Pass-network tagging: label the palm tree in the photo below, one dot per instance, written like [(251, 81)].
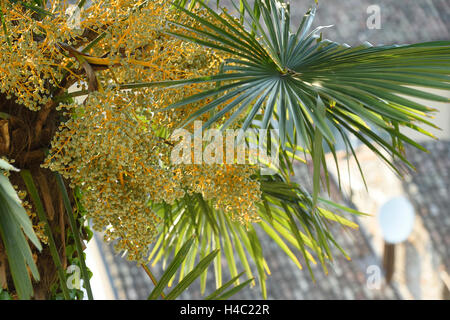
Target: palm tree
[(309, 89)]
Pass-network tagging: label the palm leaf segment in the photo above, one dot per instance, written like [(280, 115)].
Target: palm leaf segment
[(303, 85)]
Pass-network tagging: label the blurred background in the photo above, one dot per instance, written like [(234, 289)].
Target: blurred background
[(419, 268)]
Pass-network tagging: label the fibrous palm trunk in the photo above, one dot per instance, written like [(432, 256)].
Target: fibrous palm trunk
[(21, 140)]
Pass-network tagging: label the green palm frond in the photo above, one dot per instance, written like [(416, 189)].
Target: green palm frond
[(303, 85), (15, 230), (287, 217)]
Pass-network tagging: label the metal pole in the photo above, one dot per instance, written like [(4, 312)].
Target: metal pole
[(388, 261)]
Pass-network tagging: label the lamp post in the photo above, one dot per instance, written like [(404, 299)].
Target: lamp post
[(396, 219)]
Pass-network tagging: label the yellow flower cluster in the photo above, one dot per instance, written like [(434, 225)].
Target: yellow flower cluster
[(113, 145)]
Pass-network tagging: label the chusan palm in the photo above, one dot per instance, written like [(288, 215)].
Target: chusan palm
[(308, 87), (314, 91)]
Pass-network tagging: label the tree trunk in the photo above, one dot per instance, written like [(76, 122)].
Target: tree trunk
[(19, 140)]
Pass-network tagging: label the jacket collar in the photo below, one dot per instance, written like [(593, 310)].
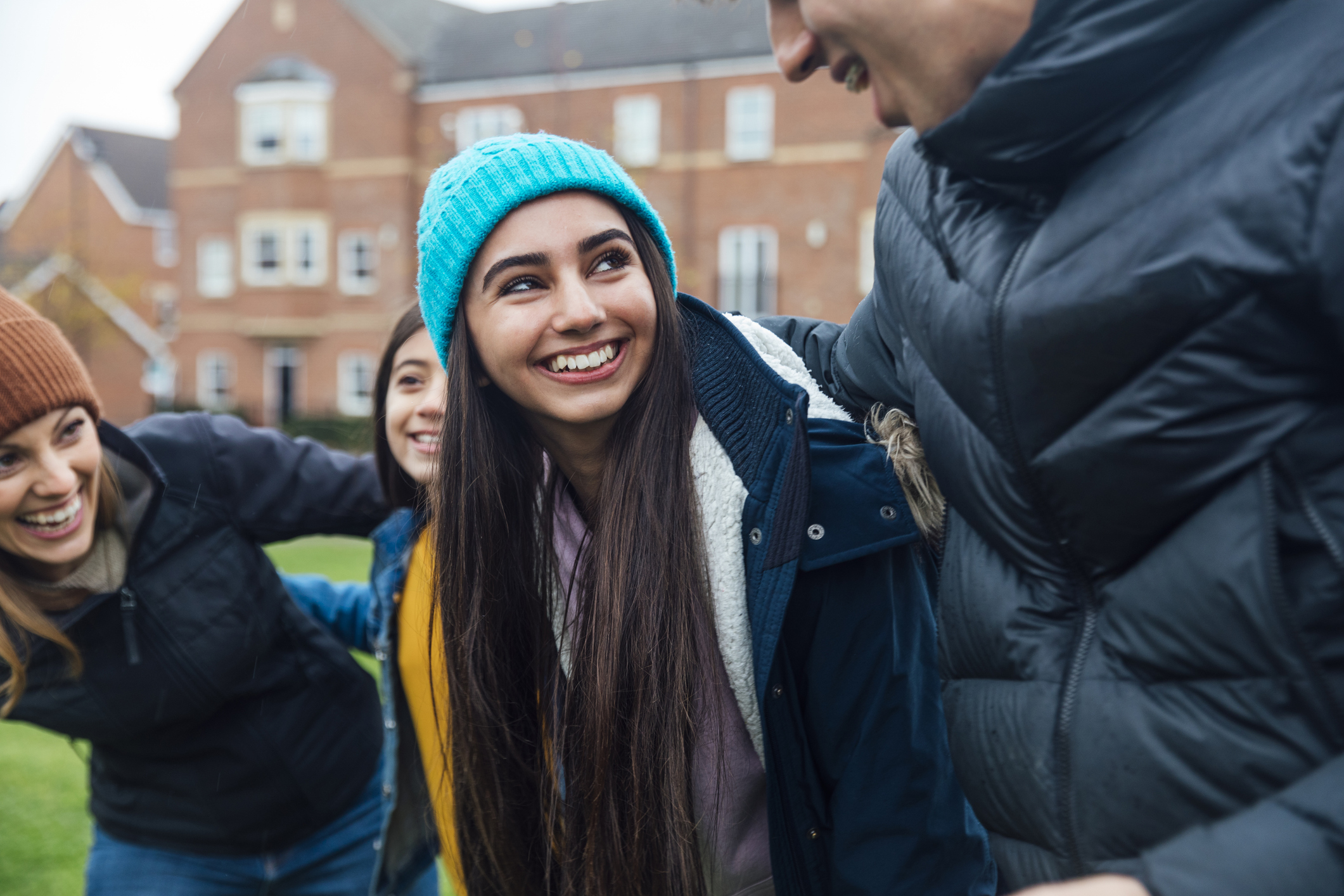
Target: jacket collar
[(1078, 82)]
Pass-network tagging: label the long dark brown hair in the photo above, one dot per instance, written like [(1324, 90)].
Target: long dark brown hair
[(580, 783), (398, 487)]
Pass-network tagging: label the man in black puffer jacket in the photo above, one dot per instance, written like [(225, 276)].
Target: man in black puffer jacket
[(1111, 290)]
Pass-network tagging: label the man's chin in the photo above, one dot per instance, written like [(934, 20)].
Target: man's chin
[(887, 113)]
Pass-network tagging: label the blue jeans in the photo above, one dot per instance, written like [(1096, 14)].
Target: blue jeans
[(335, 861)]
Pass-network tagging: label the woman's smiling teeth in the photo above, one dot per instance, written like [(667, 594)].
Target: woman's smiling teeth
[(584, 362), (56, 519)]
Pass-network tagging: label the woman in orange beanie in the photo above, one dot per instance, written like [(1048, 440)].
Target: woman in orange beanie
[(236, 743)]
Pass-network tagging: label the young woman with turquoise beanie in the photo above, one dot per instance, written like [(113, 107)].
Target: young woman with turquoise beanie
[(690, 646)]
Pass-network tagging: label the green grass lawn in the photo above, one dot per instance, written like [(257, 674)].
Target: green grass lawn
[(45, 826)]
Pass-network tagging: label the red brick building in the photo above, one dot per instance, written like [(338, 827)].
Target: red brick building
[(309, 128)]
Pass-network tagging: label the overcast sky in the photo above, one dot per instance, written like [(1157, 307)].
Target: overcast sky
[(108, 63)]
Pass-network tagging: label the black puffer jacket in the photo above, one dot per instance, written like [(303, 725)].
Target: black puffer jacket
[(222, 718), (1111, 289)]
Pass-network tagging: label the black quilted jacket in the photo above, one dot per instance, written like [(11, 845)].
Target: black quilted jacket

## Task prompt
Rewrite all of the records above, putting "Point labeling" in place of every "Pass-network tagging" and keeping everything else the same. Omit the pictures.

## Problem solution
Point labeling: label the palm tree in the photo below, one dot per instance, written like [(251, 81)].
Target: palm tree
[(309, 89)]
Point labeling: label the palm leaf segment in the photo above, one dot per instance, written like [(280, 115)].
Target: palm leaf segment
[(303, 85)]
Point labeling: label the blurred background in the photo above, one dot per instance, written like [(234, 289)].
Target: blurred background
[(419, 268)]
Point labeling: label the fibrous palm trunk in the photo above, one dot per instance, written like [(432, 256)].
Target: fibrous palm trunk
[(21, 140)]
Point labeling: label the green palm frond in the photo above, one dot per instance, written like [(416, 189)].
Target: green palm frond
[(303, 85), (15, 230), (287, 217)]
Point labeling: label the metal pole in the photo above, one dot per instance, written like [(4, 312)].
Target: metal pole
[(388, 261)]
Point labeling: label the lamp post in the photo above, one dot per instance, written like [(404, 299)].
Target: lamp post
[(396, 219)]
Point labeling: label the yellow flower cluster in the photo above, one dot per instance, written like [(434, 225)].
Target: yellow flower cluster
[(113, 145)]
Point labeling: label the chusan palm in the photo above, one dot per instance, written like [(288, 215)].
Target: chusan palm
[(308, 87), (314, 91)]
Point labeling: label the tree trunk in the photo above, one dot per instance, written like [(76, 122)].
Target: tree trunk
[(19, 140)]
Point labeling: label the jacket collar in the photo below, one dot per instance, written like [(593, 310)].
Target: jacket collar
[(1078, 82)]
Point labeling: label the long dark brown hair in the photo above, one dot per instance, written like [(1324, 90)].
Target: long dark brown hair
[(580, 783), (398, 487)]
Point labeling: label the man in black puffer jacket in the photo above, one dot per instance, written like [(225, 276)].
Target: man in black puffer jacket
[(1111, 290)]
Point labeling: label the man's chin in the photo above, one dot per instance, written like [(934, 20)].
Target: man's chin
[(887, 113)]
Point labeling: label the blue jeans in the photo above, one dot per instance, written like [(1096, 14)].
Target: blue jeans
[(335, 861)]
Point labeling: label the woman's smiling teeth in the photo above, one dot per instance, written like [(667, 594)].
Target: woman's smiling teeth
[(584, 362), (56, 519)]
Point labeling: label the woman in orange beanie in the photo above, one dot per instance, written like [(1048, 440)].
Target: woman in orange beanie
[(236, 743)]
Point labeling: label the young woman with turquoise beanie in the photo above, one dot per instance, written like [(113, 107)].
Target: young woman with turquoise beanie
[(690, 646)]
Point labeling: label the green grass lawn in the photo above, one dot per instance, written like [(257, 674)].
Target: green grass lawn
[(45, 826)]
Point labeling: label the red brick building in the photo above, one dot per instance, written like [(338, 827)].
Target: red brick building
[(309, 128)]
Point labeling: label the overcast sky in the photo above, one dot per instance, written like [(1157, 307)].
Target: overcast sky
[(108, 63)]
Point labeling: label the black puffer jacket in the photo above, one dot per instance, written like [(303, 725)].
Target: black puffer jacket
[(222, 718), (1111, 289)]
Point labeling: label the black quilted jacket in the photo above, one dot per instance, written like [(11, 845)].
Target: black quilted jacket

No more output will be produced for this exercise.